▶ Texte extrait:
_ _ _
Je savais bien qu'il essayait de s'en sortir psychiquement, il n'avait pas encore commencé la chimiothérapie.. En ce sens, j'ai peut-être été un peu brutal en lui mettant le fait en pleine face dans mes courriels.. Mais selon moi, je le devais, car essayant toujours d'esquiver la réalité, mon père empêchait qu'on aille plus loin dans la communication.. En fait, toutes les années de vécu qu'on avait à rattraper semblaient virtuellement impossible à regagner, ainsi, je ne savais pas où il était rendu dans sa vie, et lui, moi dans la mienne..

Lorsque j'ai réalisé que la mort rôdait pour vrai autour de nous, moi inclus, car j'étais malade depuis plusieurs mois à cette époque, j'ai pris en pleine nuit, à 4 heures du matin, le livre La Mort de Jankélévitch et je suis parti dans le froid et la neige marcher jusqu'au sommet du Mont-Royal pour me rendre au belvédère et regarder la ville..
_ _ _
▶ Documents fournis:
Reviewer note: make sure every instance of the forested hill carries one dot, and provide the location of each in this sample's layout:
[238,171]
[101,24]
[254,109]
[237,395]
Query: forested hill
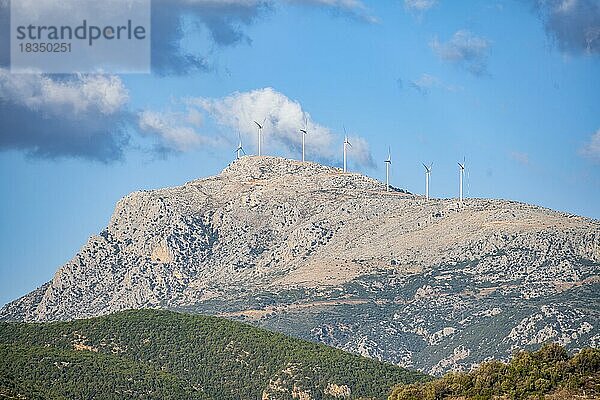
_ _ _
▶ Consigne:
Réécrivez plus brièvement le paragraphe du texte extrait qui commence par « Je savais bien qu'il essayait ». Conservez-en les faits essentiels. Pour répondre, appuyez-vous uniquement sur le texte extrait.

▶ Réponse:
Mon père tentait de tenir le coup psychiquement et n'avait pas encore commencé la chimiothérapie. Mes courriels l'ont peut-être confronté brutalement aux faits, mais c'était pour moi un devoir : en fuyant sans cesse la réalité, il empêchait la communication d'aller plus loin. Les nombreuses années de vécu à rattraper semblaient presque impossibles à regagner. Je ne savais pas où il en était dans sa vie, et il ne savait pas où j'en étais dans la mienne.